Task to complete - Your copy should match the records below word for word and contain no pictures.

Extracted material -
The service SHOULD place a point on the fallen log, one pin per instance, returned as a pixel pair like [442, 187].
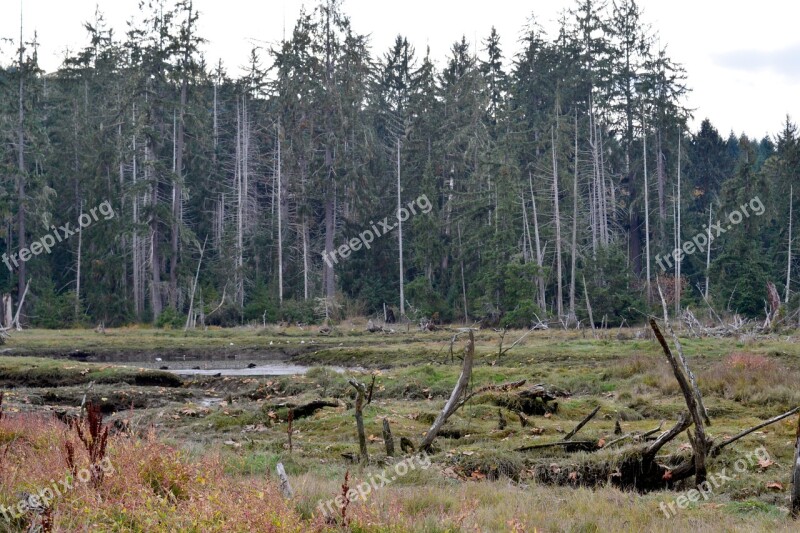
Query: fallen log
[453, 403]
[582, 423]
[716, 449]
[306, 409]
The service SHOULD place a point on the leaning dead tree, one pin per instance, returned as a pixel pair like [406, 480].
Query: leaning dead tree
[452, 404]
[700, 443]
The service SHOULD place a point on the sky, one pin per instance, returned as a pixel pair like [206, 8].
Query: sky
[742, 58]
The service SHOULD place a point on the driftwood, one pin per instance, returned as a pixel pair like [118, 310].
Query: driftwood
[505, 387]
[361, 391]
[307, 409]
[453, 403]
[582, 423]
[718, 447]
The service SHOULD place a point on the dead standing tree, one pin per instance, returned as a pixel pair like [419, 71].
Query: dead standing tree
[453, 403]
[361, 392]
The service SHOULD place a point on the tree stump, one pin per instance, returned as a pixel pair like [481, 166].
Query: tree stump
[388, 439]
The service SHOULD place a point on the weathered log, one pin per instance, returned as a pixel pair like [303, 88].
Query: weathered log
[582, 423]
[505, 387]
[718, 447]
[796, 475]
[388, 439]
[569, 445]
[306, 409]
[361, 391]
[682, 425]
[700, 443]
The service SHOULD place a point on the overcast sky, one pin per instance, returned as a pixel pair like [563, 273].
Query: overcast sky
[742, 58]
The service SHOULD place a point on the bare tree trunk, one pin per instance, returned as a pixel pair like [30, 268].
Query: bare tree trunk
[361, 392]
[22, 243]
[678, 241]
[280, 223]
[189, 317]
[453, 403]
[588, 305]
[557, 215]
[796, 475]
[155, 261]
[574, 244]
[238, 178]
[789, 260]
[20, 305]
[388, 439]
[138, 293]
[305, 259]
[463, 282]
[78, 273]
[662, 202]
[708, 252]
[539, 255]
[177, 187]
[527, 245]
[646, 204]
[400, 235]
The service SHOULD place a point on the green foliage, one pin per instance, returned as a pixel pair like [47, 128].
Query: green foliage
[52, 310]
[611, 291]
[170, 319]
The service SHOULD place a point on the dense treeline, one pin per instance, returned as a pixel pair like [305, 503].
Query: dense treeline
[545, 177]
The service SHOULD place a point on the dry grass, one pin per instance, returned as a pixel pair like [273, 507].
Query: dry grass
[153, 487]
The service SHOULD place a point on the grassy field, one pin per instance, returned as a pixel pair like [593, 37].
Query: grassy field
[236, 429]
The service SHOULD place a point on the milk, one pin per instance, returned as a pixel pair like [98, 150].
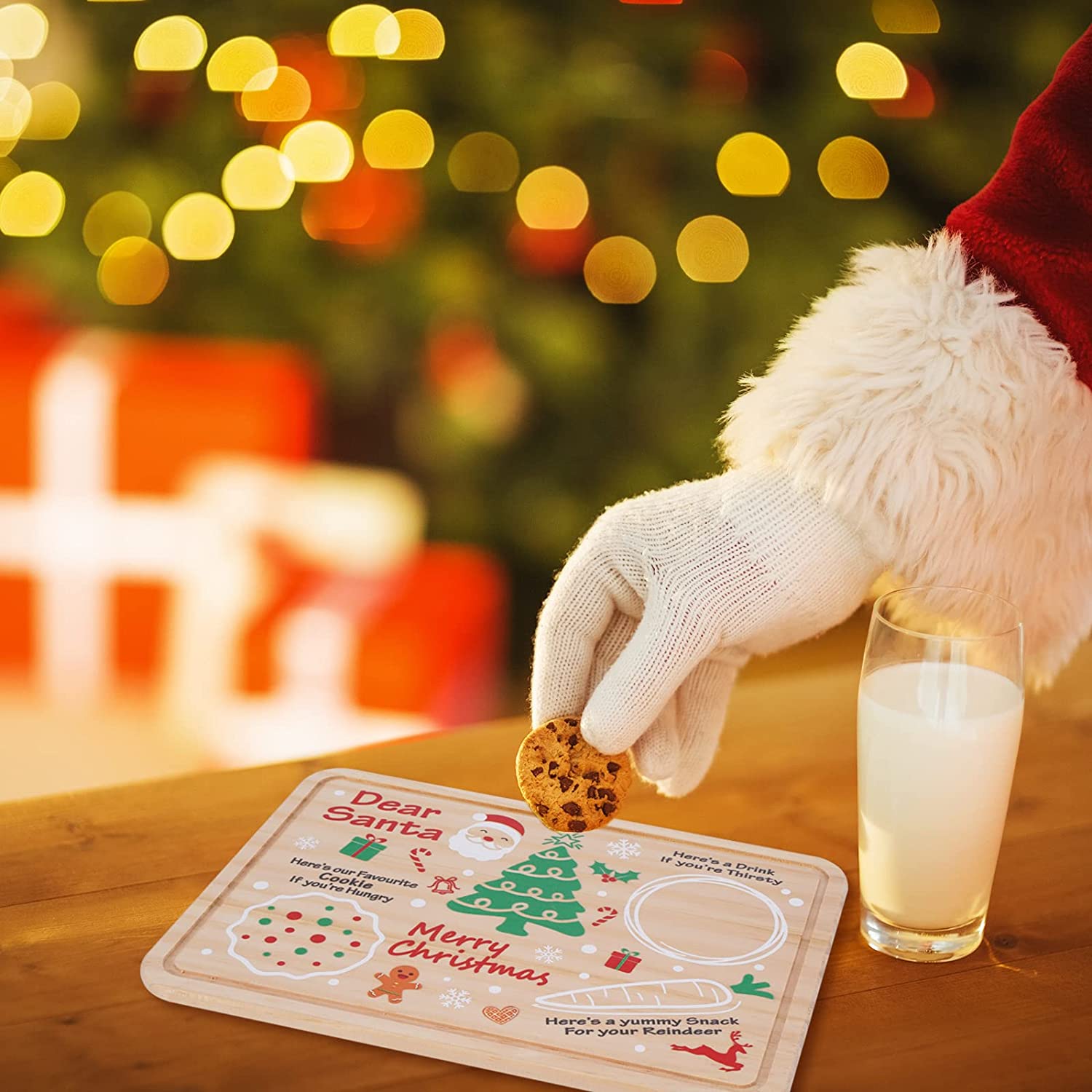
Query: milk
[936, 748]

Answer to the exercise -
The service SHOULD place a point on the fallen log, one pin per instance, returned as a pixel pair like [442, 187].
Query: fallen log
[453, 403]
[582, 423]
[716, 449]
[306, 409]
The service SHOULD place a point on the leaning dead tree, one pin per instance, returned as a pixel pair like [406, 480].
Query: leaning dead tree
[452, 404]
[700, 443]
The service SHOULD place a point on the sky, one pin per instance, returned as a pixel pair like [206, 8].
Query: sky
[742, 58]
The service SHOULD place a point on the driftwood, one pin per instance, returned as a pixel pair like [118, 310].
Query: driftwood
[505, 387]
[361, 391]
[307, 409]
[453, 403]
[582, 423]
[718, 447]
The service SHOULD place a point on the dead standing tree, one pin per instance, returned as a pixel pair like [419, 71].
Query: dead standing tree
[453, 403]
[361, 392]
The service SHOULD place a point on the tree stump, one pin per instance, returned as a pixel pair like [481, 166].
Query: tree stump
[388, 439]
The service SHOULD place a point on the weathered log, one pin per instance, returned as a pixel pair like [303, 88].
Query: weathered log
[582, 423]
[505, 387]
[718, 447]
[796, 475]
[388, 439]
[569, 445]
[306, 409]
[361, 391]
[682, 425]
[700, 443]
The service SHOULD place a point on the overcast sky, one pin per instance, returned as a pixel pair like [563, 273].
Query: overcast sky
[742, 58]
The service SHOULD place a point on the bare tree trunk, one pin per instance, returned as a pixel pair like [30, 268].
Query: bare tree trunk
[361, 392]
[22, 243]
[678, 241]
[280, 223]
[189, 317]
[453, 403]
[588, 305]
[557, 215]
[796, 475]
[155, 261]
[574, 244]
[238, 178]
[789, 260]
[20, 305]
[388, 439]
[138, 293]
[305, 259]
[463, 282]
[78, 273]
[662, 202]
[708, 252]
[539, 255]
[177, 187]
[527, 245]
[646, 204]
[400, 235]
The service SHOULD place a point on the green foliage, one pin per instance, returned as a pixel pair like [47, 128].
Query: green foliage
[52, 310]
[611, 291]
[170, 319]
The service SHOULD place a point on the dense treeline, one pin per instance, returned as a pixel pair like [305, 503].
Query: dense treeline
[545, 177]
The service SHOULD place a point on the dry grass, one pin per instance, returned as a pixel pair like [273, 507].
Query: dry grass
[153, 487]
The service SHOULD place a point on the grassy field, one pin per instance, returned as a pixel pair like [593, 37].
Query: grassy field
[236, 429]
The service SHOULD place a point on the milk, one pin per instance, returned as a pixel pair like [98, 150].
Query: milk
[936, 748]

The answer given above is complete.